◆ **Texto do exercício**
---

Além disso, demonstraram grande preocupação com a queima do Xiru da Ñandesy Sebastiana, reconhecida por guardar incontáveis rezas tradicionais (mborahé, ñembo’e) Kaiowá. Os Xirus são uma espécie de oratório, que porta seres e poderes sobrenaturais e que quando queimados espalham doenças e males comunitários.
Os fatos narrados pelos familiares de Dona Sebastiana revelam, por um lado, uma complexa situação de intolerância religiosa que têm escarnecido, vilipendiado e matado – espiritual e fisicamente – Ñanderu’s e Ñandesy’s por toda a territorialidade Kaiowá e Guarani; e por outro, a situação trágica de desestruturação social de uma sociedade, cuja causa continua sendo resultado de deslocamentos forçados, do processo de confinamento e do não acesso efetivo desta população aos seus territórios tradicionais. Agora, tal realidade é agravada fortemente por arrendamentos ilegais de áreas por não indígenas, que foram incentivados pelo governo Bolsonaro e que catalisam conflitos internos pelos poucos espaços existentes.
O fenômeno religioso em todas as sociedades humanas consiste em mobilizar as forças espirituais, sejam elas consideradas boas ou não (bênção e maldição), conforme as necessidades, os anseios e as esperanças de um povo, como estratégia de conquistas sobre desafios, perigos e crises. Na prática, elas ritualizam o otimismo humano em tempos de perseguição, estresses sociais, dificuldades existenciais, das relações com o meio ambiente, dos desejos, das vontades e da própria morte que permeiam todas as sociedades.
Assim, observa-se no caso das práticas religiosas tradicionais dos Kaiowá e Guarani um ato de resistência frente aos múltiplos processos de extermínios perpetrados contras suas comunidades. Também é possível observar a existência de uma fronteira tênue e nociva entre suas mobilizações espirituais tradicionais, dada desde tempos imemoriais entre parentelas, e a invasão violenta das práticas exterminadoras e fundamentalistas de igrejas neopentecostais.
O Cimi há décadas denuncia a presença e os efeitos destruidores que estas seitas fundamentalistas representam e promovem entre os Kaiowá e Guarani, ao suplantar todo um sistema de crenças, desprestigiar as lideranças religiosamente constituídas e, criminosamente, incentivar a destruição de ambientes e objetos considerados sagrados por estes povos. Há uma situação de emergência religiosa nos territórios Kaiowá e Guarani, em que todos os Ñanderu’s e Ñandesy’s, que resistem a este etnocídio, correm altos riscos de serem mortos por motivos fúteis, apenas por serem e representarem o que são, dada por vontade de suas crenças.
Faz-se urgente e necessário, da parte dos governos em suas três esferas, a criação de uma rede ampla de proteção destes líderes religiosos. Bem como, um amplo processo de incentivo às práticas tradicionais Kaiowá e Guarani, por meio de políticas públicas que incentivem e valorizem seus conhecimentos e que sejam elaboradas e executadas pelos próprios Ñanderu’s e Ñandesy’s. Trata-se de promover uma nova onda de resistência religiosa indígena e um novo movimento de “desbatismos não indígenas” entre esses povos, como já registrado em épocas anteriores.
Não há mais desculpas para a omissão do Estado brasileiro em agir nas causas estruturais dos problemas que foram causados aos Kaiowá e Guarani, como promover a demarcação, ampla e definitiva, de todos os seus territórios. Quantos corpos ainda serão necessários?
À querida Loide, seus irmãos e irmãs, filhas da Ñandedy Sebastiana com o grande Ñanderu Atanásio Teixeira (morto em abril passado), nosso mais profundo sentimento de solidariedade e incondicional compromisso com suas dores, vidas, terras, lutas por justiça e esperanças.

---

◆ **Enunciado A**
Traduza para o inglês esta frase do texto sobre os Kaiowá e Guarani: "Os Xirus são uma espécie de oratório, que porta seres e poderes sobrenaturais e que quando queimados espalham doenças e males comunitários."
◆ **Enunciado B**
Responda com base no texto sobre os Kaiowá e Guarani:
(i) Que governo incentivou os arrendamentos ilegais de áreas por não indígenas?
(ii) O que o Cimi denuncia há décadas?
(iii) Quando morreu o Ñanderu Atanásio Teixeira?
◆ **Enunciado C**
Copie o trecho do texto sobre os Kaiowá e Guarani que começa nas palavras "Os fatos narrados" e termina depois de "poucos espaços existentes.".

◆ **Registros de dados**
---

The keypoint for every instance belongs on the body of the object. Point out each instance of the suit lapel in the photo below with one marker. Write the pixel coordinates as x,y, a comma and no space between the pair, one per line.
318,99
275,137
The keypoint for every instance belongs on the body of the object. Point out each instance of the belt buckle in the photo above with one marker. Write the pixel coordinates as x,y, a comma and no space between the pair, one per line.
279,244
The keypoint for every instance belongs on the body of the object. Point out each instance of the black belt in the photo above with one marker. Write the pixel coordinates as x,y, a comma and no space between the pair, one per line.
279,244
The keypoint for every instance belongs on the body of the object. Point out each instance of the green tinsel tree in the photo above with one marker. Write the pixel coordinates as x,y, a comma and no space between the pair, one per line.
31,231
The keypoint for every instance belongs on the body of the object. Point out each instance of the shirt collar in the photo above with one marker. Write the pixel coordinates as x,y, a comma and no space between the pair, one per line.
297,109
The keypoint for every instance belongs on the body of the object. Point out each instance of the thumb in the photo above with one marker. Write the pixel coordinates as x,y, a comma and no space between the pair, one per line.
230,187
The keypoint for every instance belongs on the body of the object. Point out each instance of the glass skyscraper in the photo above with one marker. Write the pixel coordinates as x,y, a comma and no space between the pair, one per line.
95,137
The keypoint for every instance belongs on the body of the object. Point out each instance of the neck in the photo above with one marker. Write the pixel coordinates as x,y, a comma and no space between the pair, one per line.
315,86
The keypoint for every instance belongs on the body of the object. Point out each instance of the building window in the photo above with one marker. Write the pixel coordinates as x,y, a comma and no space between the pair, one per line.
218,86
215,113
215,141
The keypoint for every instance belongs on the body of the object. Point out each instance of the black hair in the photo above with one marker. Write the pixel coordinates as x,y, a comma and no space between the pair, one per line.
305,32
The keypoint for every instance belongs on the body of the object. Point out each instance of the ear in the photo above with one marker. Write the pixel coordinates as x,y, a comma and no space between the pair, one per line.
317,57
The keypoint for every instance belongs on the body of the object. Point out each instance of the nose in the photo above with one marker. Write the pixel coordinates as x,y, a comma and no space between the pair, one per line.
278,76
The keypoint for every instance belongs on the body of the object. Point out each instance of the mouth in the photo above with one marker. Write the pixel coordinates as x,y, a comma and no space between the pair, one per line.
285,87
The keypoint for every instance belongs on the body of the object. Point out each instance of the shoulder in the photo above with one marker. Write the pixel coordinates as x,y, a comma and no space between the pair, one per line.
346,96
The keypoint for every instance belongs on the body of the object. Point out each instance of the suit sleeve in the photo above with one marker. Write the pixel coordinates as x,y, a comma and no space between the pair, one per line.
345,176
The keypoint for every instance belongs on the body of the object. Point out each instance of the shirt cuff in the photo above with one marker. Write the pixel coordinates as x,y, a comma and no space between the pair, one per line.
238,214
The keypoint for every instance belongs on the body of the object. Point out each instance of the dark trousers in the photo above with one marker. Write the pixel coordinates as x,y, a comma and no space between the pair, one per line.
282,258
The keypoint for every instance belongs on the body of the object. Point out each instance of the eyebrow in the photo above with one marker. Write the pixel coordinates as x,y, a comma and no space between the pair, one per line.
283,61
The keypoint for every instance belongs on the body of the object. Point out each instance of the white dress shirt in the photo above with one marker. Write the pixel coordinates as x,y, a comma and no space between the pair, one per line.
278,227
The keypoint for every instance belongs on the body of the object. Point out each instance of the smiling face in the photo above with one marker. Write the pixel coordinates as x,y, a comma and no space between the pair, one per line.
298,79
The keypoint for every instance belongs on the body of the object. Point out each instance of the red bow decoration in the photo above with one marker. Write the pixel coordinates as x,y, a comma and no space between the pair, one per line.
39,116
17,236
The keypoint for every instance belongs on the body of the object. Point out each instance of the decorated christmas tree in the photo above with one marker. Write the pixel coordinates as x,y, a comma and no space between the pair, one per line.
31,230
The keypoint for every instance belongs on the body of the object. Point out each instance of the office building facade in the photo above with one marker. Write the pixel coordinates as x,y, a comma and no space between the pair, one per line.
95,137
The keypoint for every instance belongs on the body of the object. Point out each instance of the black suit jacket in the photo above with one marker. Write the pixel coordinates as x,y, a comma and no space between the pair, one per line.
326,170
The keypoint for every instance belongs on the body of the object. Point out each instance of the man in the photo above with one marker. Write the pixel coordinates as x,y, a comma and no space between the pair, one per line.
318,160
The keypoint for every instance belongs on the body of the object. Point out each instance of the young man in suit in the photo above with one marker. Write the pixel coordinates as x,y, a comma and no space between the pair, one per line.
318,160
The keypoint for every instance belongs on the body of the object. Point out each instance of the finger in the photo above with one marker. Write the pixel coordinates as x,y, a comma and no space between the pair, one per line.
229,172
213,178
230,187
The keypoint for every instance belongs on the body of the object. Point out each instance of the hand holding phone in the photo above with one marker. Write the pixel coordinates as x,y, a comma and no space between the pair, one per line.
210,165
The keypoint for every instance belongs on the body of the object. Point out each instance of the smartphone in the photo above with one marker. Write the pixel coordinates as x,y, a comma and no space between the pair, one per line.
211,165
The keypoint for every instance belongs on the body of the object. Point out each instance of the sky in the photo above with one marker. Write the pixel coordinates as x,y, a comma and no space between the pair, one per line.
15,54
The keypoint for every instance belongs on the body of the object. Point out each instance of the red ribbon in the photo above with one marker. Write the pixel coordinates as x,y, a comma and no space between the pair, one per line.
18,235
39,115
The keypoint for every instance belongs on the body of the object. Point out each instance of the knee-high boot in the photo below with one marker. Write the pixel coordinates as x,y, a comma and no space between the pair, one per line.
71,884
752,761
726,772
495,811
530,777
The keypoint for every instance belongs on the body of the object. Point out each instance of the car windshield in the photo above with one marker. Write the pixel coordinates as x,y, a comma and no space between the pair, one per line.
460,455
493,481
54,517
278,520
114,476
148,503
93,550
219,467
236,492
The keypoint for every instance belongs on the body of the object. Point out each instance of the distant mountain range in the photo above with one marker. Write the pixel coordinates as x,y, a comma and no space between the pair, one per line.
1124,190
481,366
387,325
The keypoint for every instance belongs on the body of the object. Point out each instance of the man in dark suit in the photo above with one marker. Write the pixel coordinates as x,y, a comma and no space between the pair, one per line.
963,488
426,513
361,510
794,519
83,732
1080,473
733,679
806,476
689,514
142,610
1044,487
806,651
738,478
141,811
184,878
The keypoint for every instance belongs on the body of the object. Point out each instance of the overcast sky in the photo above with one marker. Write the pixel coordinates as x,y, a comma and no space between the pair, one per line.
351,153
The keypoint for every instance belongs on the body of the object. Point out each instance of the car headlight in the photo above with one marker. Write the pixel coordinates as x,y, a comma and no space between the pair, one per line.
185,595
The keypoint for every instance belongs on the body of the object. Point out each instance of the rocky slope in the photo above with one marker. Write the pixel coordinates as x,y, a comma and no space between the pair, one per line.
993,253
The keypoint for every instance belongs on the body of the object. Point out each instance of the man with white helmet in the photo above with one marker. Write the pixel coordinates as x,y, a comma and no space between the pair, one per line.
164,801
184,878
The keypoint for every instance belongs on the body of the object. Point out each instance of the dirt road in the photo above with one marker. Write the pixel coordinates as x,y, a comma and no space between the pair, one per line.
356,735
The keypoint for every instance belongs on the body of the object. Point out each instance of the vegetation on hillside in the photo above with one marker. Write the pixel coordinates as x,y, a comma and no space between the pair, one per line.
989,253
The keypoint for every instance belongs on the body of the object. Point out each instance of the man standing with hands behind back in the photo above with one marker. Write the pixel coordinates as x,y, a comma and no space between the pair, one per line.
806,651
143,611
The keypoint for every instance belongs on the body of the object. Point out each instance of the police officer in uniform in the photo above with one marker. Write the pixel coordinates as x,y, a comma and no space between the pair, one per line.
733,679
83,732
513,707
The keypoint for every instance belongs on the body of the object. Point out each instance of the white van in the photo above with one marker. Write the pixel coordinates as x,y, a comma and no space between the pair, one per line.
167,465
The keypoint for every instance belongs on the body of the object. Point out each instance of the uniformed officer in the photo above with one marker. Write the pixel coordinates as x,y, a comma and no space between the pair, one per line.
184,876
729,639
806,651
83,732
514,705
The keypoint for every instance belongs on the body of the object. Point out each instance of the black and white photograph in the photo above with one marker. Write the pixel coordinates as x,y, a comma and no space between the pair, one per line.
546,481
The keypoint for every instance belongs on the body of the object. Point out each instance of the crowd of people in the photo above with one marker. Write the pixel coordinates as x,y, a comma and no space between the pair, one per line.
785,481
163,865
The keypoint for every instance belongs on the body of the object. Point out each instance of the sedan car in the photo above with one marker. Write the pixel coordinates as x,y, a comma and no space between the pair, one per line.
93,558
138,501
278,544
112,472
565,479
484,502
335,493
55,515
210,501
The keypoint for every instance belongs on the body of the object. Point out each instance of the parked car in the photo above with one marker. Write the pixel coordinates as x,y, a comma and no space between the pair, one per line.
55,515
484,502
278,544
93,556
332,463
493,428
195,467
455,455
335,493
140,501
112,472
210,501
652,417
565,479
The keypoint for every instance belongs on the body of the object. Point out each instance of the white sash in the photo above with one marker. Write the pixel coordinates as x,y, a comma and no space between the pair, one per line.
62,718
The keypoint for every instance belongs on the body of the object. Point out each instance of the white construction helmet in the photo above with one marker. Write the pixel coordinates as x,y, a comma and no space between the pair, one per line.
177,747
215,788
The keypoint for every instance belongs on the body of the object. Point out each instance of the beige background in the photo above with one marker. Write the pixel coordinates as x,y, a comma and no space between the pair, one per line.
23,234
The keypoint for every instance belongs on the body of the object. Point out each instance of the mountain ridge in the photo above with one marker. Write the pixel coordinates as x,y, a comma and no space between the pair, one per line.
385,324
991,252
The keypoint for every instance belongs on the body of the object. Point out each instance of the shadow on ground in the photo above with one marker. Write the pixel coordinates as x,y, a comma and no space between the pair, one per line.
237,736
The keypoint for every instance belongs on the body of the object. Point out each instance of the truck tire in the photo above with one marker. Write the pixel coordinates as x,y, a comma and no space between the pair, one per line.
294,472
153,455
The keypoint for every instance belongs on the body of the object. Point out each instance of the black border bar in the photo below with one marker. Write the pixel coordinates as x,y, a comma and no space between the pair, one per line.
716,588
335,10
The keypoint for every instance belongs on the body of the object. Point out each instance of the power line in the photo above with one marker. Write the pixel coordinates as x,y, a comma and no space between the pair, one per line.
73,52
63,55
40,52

---

◆ **Resposta escrita A**
The Xirus are a kind of oratory that carries supernatural beings and powers and that, when burned, spread diseases and communal ills.

◆ **Resposta escrita B**
(i) O governo Bolsonaro.
(ii) A presença e os efeitos destruidores que as seitas fundamentalistas representam e promovem entre os Kaiowá e Guarani.
(iii) Em abril passado.

◆ **Resposta escrita C**
Os fatos narrados pelos familiares de Dona Sebastiana revelam, por um lado, uma complexa situação de intolerância religiosa que têm escarnecido, vilipendiado e matado – espiritual e fisicamente – Ñanderu’s e Ñandesy’s por toda a territorialidade Kaiowá e Guarani; e por outro, a situação trágica de desestruturação social de uma sociedade, cuja causa continua sendo resultado de deslocamentos forçados, do processo de confinamento e do não acesso efetivo desta população aos seus territórios tradicionais. Agora, tal realidade é agravada fortemente por arrendamentos ilegais de áreas por não indígenas, que foram incentivados pelo governo Bolsonaro e que catalisam conflitos internos pelos poucos espaços existentes.